** Start Supplied material **

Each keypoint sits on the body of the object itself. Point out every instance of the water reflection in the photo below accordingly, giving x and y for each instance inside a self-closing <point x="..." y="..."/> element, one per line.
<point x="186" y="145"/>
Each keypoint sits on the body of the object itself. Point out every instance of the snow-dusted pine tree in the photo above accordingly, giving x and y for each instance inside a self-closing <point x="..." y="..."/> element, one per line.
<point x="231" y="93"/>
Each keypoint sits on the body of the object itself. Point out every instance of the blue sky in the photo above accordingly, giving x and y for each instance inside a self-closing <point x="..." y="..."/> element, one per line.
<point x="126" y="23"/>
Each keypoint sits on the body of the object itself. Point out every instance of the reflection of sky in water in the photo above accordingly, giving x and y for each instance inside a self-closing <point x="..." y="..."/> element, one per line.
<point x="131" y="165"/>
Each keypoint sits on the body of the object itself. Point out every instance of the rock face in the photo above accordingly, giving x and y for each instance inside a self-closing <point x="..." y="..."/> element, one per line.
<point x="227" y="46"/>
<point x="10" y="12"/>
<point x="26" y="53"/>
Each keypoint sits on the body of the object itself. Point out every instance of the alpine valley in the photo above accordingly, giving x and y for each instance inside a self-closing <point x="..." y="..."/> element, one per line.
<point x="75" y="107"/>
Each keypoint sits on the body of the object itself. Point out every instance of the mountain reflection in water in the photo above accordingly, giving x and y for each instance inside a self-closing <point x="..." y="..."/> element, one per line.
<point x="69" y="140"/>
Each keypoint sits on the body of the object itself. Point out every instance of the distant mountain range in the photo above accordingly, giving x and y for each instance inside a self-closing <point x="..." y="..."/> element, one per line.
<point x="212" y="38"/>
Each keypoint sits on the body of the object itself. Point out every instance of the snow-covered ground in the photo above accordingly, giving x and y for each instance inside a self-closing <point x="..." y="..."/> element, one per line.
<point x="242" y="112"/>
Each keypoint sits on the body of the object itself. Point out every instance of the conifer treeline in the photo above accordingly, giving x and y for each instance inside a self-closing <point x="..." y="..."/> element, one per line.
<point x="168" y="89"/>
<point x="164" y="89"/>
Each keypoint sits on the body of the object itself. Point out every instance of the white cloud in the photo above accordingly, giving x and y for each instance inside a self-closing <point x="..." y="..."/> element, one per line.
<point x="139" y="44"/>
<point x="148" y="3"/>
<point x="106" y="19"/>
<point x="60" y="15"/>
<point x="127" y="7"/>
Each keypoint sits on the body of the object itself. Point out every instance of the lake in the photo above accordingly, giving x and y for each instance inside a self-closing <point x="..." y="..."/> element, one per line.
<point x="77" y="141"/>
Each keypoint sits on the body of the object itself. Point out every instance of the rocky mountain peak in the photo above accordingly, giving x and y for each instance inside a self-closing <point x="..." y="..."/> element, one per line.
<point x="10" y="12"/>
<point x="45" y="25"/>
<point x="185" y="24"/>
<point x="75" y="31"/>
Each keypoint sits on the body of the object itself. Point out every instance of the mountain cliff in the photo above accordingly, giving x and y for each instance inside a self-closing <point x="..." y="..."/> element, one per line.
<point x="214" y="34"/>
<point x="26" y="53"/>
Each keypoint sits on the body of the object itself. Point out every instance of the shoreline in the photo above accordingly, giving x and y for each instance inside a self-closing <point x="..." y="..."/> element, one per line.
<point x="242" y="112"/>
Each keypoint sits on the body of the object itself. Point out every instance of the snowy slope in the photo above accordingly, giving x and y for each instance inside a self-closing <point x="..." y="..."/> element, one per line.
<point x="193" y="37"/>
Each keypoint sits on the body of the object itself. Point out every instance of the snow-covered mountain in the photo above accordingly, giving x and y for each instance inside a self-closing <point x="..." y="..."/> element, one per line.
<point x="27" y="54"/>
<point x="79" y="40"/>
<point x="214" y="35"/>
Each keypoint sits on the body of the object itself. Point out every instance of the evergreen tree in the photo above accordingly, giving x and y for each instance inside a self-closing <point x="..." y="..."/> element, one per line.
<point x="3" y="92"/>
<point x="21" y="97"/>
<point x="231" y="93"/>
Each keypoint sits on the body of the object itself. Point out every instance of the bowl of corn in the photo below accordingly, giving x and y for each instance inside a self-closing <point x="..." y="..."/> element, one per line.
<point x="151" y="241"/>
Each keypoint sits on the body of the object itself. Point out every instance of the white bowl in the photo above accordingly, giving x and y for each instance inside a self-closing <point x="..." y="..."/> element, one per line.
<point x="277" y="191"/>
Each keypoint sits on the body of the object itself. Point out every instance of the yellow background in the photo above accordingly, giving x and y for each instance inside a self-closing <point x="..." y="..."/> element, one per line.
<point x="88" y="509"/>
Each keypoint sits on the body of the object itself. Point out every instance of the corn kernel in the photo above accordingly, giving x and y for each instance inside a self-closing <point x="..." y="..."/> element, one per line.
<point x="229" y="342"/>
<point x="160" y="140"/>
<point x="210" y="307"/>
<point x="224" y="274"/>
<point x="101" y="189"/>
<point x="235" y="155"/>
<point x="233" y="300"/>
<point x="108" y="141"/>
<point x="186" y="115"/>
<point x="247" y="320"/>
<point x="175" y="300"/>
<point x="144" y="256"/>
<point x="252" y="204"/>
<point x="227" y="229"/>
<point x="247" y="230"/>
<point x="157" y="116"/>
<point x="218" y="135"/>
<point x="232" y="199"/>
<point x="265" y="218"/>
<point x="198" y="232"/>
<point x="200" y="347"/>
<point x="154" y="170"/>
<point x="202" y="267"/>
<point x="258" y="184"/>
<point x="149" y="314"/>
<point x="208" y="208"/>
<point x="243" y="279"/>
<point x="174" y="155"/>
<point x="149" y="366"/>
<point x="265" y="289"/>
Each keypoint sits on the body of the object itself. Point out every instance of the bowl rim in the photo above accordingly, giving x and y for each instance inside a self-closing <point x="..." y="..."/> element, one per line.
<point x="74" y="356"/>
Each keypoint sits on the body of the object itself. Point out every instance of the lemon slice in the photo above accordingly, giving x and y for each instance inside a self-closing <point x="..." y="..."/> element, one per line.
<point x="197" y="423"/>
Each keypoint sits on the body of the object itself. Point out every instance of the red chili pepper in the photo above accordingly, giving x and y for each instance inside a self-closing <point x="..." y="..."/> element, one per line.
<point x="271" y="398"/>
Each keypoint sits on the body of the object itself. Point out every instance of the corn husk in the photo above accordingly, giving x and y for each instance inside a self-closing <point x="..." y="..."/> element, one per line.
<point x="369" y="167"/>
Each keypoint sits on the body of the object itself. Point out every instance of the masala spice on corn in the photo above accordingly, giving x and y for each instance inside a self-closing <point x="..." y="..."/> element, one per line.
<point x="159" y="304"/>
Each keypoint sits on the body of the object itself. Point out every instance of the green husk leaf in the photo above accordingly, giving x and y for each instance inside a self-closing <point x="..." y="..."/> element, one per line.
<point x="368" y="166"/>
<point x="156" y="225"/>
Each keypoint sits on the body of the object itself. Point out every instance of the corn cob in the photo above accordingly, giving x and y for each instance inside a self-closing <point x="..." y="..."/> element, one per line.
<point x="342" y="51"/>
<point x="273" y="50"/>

** End Supplied material **

▶ Set exercise
Write out all of the lines above again, substituting "marker" for every occurrence of "keypoint" and leaving everything else unchanged.

▶ Result below
Each marker sits on the body of the object itself. Point out every instance of the water reflection in the photo below accordingly, giving x and y for each instance inside a self-closing <point x="..." y="..."/> element, one per line.
<point x="186" y="145"/>
Each marker sits on the body of the object itself. Point out every instance of the snow-dusted pine tree in the photo above accordingly, giving x and y for each instance inside a self-closing <point x="..." y="..."/> element, one per line.
<point x="231" y="93"/>
Each marker sits on the body of the object itself. Point out every instance of the blue sky in the photo above accordingly, giving x and y for each instance inside a self-closing <point x="..." y="..."/> element, one per line.
<point x="126" y="23"/>
Each marker sits on the body of the object itself. Point out every instance of the reflection of sky in water in the photo above accordingly, giving x and y for each instance inside a self-closing <point x="..." y="..."/> element, one per line.
<point x="131" y="165"/>
Each marker sits on the body of the object itself. Point out every instance of the rock face in the photo above accordingly, giving x and y for each instance inside a self-closing <point x="..." y="..."/> element, one per line.
<point x="227" y="46"/>
<point x="10" y="12"/>
<point x="26" y="53"/>
Each marker sits on the body of the object itself. Point out every instance of the alpine valley in the photo above accordingly, giving x and y for each instance inside a self-closing <point x="..." y="..."/> element, one per line.
<point x="75" y="107"/>
Each marker sits on the body of the object itself. Point out every instance of the mountain reflection in water in the photo above accordingly, giving x and y for each instance inside a self-closing <point x="..." y="..."/> element, one per line.
<point x="69" y="140"/>
Each marker sits on the body of the object itself. Point out every instance of the distant mountain range in the photo above accordingly, giving x and y for each instance inside a self-closing <point x="..." y="..."/> element, one per line.
<point x="212" y="38"/>
Each marker sits on the body of the object itself. Point out every instance of the snow-covered ground in the photo above accordingly, giving x and y for each instance inside a self-closing <point x="..." y="..."/> element, one per line.
<point x="242" y="112"/>
Each marker sits on the body of the object itself. Point out every instance of the conifer treeline in the photo above accordingly, giving x and y for each instance inside a self-closing <point x="..." y="..."/> element, one per line.
<point x="168" y="89"/>
<point x="164" y="89"/>
Each marker sits on the body of the object itself. Point out every instance of the white cloud in the photo above accordingly, giving x and y for each instance inside a self-closing <point x="..." y="..."/> element, one per line.
<point x="139" y="44"/>
<point x="148" y="3"/>
<point x="106" y="19"/>
<point x="60" y="15"/>
<point x="127" y="7"/>
Each marker sits on the body of the object itself. Point out every instance of the lake in the photo above accordingly, giving x and y for each instance inside a self-closing <point x="..." y="..."/> element, one per line.
<point x="77" y="141"/>
Each marker sits on the body of the object itself. Point out every instance of the rocky mountain peak in the photo above accordingly, giving x and y for each instance inside a self-closing <point x="..." y="..."/> element, one per line.
<point x="10" y="12"/>
<point x="45" y="25"/>
<point x="185" y="24"/>
<point x="75" y="31"/>
Each marker sits on the body of the object itself. Point out every instance of the mountain cliff in the photo above accordingly, giving x and y for each instance inside a self-closing <point x="..." y="..."/> element, one per line.
<point x="214" y="34"/>
<point x="26" y="53"/>
Each marker sits on the body of the object itself. Point out every instance of the shoreline in the photo above accordingly, giving x and y for each instance inside a self-closing <point x="..." y="..."/> element, one per line.
<point x="242" y="112"/>
Each marker sits on the body of the object itself. Point out every instance of the snowy slope in the photo above accordingly, giving x and y for each instance inside a self-closing <point x="..." y="..."/> element, one per line.
<point x="193" y="37"/>
Each marker sits on the body of the object itself. Point out every instance of the snow-covered mountain in the photo above accordingly, giving x and y for each instance inside a self-closing <point x="..." y="..."/> element, one per line.
<point x="27" y="54"/>
<point x="79" y="40"/>
<point x="214" y="35"/>
Each marker sits on the body of the object itself. Point out every instance of the evergreen tree in the photo above accordingly, giving x and y for each instance inside a self-closing <point x="..." y="..."/> element, one per line.
<point x="3" y="92"/>
<point x="21" y="97"/>
<point x="231" y="93"/>
Each marker sits on the body of the object itself. Point out every instance of the bowl of corn in the photo below accordingly, giving x and y for each instance inside a self-closing <point x="..." y="..."/> element, one per line.
<point x="151" y="241"/>
Each marker sits on the body of the object itself. Point out every instance of the white bowl in the photo above accordingly, giving x and y for each instance inside a self-closing <point x="..." y="..."/> element, one per line.
<point x="277" y="191"/>
Each marker sits on the body of the object itself. Point out every instance of the yellow background in the photo above accordingly, giving x and y for each instance inside a self-closing <point x="..." y="..."/> element, one per line.
<point x="88" y="509"/>
Each marker sits on the body of the object itself. Point out every instance of the corn kernel in the photo above accordingly, giving x and y for each instance inside a self-closing <point x="..." y="..."/> element, one per line.
<point x="229" y="342"/>
<point x="160" y="140"/>
<point x="210" y="307"/>
<point x="224" y="274"/>
<point x="101" y="189"/>
<point x="235" y="155"/>
<point x="233" y="300"/>
<point x="108" y="141"/>
<point x="186" y="115"/>
<point x="247" y="320"/>
<point x="175" y="300"/>
<point x="144" y="256"/>
<point x="252" y="204"/>
<point x="227" y="229"/>
<point x="247" y="230"/>
<point x="157" y="116"/>
<point x="218" y="135"/>
<point x="232" y="199"/>
<point x="265" y="218"/>
<point x="198" y="232"/>
<point x="200" y="347"/>
<point x="154" y="170"/>
<point x="202" y="267"/>
<point x="258" y="184"/>
<point x="149" y="314"/>
<point x="208" y="208"/>
<point x="243" y="279"/>
<point x="174" y="155"/>
<point x="149" y="366"/>
<point x="265" y="289"/>
Each marker sits on the body of the object itself. Point out every instance of the bowl rim in the photo above accordingly, giving x and y for each instance inside a self-closing <point x="..." y="..."/> element, one per line.
<point x="74" y="356"/>
Each marker sits on the body of the object itself. Point out every instance of the lemon slice in the photo above accordingly, giving x and y for each instance inside a self-closing <point x="..." y="..."/> element, one per line.
<point x="197" y="423"/>
Each marker sits on the body of the object itself. Point out every instance of the red chili pepper in the photo above accordingly, giving x and y for each instance inside a self-closing <point x="..." y="..."/> element, one per line.
<point x="271" y="398"/>
Each marker sits on the body of the object itself. Point out every instance of the corn husk in the photo above accordingly, giving x and y for each instance inside a self-closing <point x="..." y="..."/> element, one per line.
<point x="369" y="167"/>
Each marker sits on the body of the object itself. Point out every instance of the masala spice on corn in the photo above accordingly, giving x and y for each instance inside a self-closing <point x="..." y="..."/> element, one per line.
<point x="159" y="304"/>
Each marker sits on the body of the object itself. Point out every instance of the green husk leaf in the photo above accordingly, giving x and y for each instance inside a self-closing <point x="..." y="..."/> element, one per line.
<point x="368" y="166"/>
<point x="156" y="225"/>
Each marker sits on the body of the object itself. Point out every instance of the corn cob in the photo above accordingly, giving x and y for each instance inside a self-closing <point x="..." y="..."/> element, one per line.
<point x="342" y="51"/>
<point x="273" y="50"/>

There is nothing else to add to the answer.